▸ Listing:
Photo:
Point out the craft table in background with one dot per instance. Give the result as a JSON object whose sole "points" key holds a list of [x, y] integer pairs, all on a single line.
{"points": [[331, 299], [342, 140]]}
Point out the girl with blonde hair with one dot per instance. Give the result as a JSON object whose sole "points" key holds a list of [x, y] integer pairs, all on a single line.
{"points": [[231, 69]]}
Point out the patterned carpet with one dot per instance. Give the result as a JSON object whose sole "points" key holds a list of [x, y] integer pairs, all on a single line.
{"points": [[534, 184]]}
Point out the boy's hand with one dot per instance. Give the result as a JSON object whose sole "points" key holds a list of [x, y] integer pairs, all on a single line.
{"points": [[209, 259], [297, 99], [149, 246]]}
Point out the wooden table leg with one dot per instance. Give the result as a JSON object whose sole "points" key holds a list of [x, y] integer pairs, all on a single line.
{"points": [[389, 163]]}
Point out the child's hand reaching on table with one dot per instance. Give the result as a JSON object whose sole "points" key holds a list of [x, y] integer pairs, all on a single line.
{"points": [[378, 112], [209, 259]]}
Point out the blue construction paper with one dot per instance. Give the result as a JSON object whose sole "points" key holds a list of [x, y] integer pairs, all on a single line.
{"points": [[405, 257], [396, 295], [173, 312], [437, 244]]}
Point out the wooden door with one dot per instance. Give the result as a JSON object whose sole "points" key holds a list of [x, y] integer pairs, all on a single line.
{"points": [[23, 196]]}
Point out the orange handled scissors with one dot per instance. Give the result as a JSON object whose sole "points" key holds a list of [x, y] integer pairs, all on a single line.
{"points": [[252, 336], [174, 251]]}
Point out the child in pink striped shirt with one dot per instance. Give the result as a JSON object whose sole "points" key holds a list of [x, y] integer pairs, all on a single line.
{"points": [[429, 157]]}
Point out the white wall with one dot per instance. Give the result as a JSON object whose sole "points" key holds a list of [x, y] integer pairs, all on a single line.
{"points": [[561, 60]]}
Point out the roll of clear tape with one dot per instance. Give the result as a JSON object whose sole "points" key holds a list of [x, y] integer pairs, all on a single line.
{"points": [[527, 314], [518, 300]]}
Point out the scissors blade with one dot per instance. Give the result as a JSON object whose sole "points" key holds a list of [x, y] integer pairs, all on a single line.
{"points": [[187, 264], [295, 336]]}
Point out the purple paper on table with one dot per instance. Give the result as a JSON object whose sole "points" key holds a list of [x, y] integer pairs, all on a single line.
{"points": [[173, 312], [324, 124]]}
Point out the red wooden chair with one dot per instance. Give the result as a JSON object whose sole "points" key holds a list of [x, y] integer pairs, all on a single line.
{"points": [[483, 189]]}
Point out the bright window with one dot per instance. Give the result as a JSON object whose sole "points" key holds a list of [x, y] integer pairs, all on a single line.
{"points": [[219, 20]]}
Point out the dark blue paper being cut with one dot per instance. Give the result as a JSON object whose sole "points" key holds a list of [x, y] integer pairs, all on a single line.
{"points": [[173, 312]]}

▸ What is asked: Give the listing above again, word for word.

▸ Task solution:
Photo:
Point out the craft table in background with one dot per instance. Give the result as a JSON object whose sole "points" key holds a list of [x, y] integer pairs, all on a single line.
{"points": [[331, 299], [342, 140]]}
Point out the girl with blonde hair with one dot per instance. Give the result as a JSON object whose sole "points" key holds a list of [x, y] integer pairs, all on a single line.
{"points": [[231, 69]]}
Point out the patterned carpet with one dot per instance. Give the result as a JSON object whose sole "points" key holds a list of [x, y] integer pairs, all on a single line.
{"points": [[534, 184]]}
Point out the boy's hand with one dot per instance. Give the result as a JSON object whose sole "points" key holds a list of [x, y] integer pairs, all on a single line.
{"points": [[209, 259], [297, 99], [149, 246]]}
Point out the wooden table leg with one dot per instance. Give the result as a JSON object whose sole "points" key holds a list of [x, y] integer pairs, all on a single line.
{"points": [[389, 163]]}
Point out the child's hand reaching on table with one dot per instance. Give the result as a JSON object whose sole "points" key holds a list of [x, y] integer pairs, all on a single line.
{"points": [[378, 112], [209, 259]]}
Point out the blue construction paper with one dot per instance. Give the result as a JSON object whose sole "points" key holds a list of [x, y] integer pairs, all on a single line.
{"points": [[405, 257], [396, 295], [173, 312], [437, 244]]}
Point out the wooden door with one dot per instance. Give the result as a JSON object whose sole "points" key holds a list of [x, y] integer pairs, all on a single line.
{"points": [[23, 196]]}
Point out the orange handled scissors with one dot per instance. Give the result as a JSON object whose sole "points" key holds a list of [x, y] integer pairs, all on a single line.
{"points": [[252, 336], [174, 251]]}
Point out the child in pink striped shirt with one dot per instance. Give the result as a JSON object whose sole "points" key holds a list of [x, y] integer pairs, all on a single line.
{"points": [[429, 157]]}
Point out the white wall with one dot per instance. Give the result as a JSON object whose sole "points" key holds a list of [x, y] integer pairs, all on a single line.
{"points": [[561, 60]]}
Point out the roll of clear tape with one dot per instance. Give the result as a JSON object whose sole "points" key holds a list of [x, y] integer pairs, all on a single line.
{"points": [[527, 314], [518, 300]]}
Point out the scissors blade with one dot per instance. Give the result as a JSON object whose sole "points" key holds a list of [x, y] integer pairs, all on a single line.
{"points": [[187, 264], [295, 336]]}
Point out the purple paper on table with one dot per instance. Give the result as a JSON object whose sole "points" key holds a list of [x, y] integer pairs, all on a single line.
{"points": [[173, 312], [324, 124]]}
Point out the red wooden chair with one dot per instance. Give the result as a JSON object whose sole "points" key holds a list of [x, y] integer pairs, all on a single line.
{"points": [[483, 189]]}
Point out the bright window with one dot per instance. Give the result as a JSON object whose sole "points" key holds a list of [x, y] integer pairs, all on a single line.
{"points": [[219, 20]]}
Point out the dark blue paper being cut with one dot per instance. Give the result as a JSON object whose sole "points" key holds a list of [x, y] integer pairs, all on a single line.
{"points": [[173, 312]]}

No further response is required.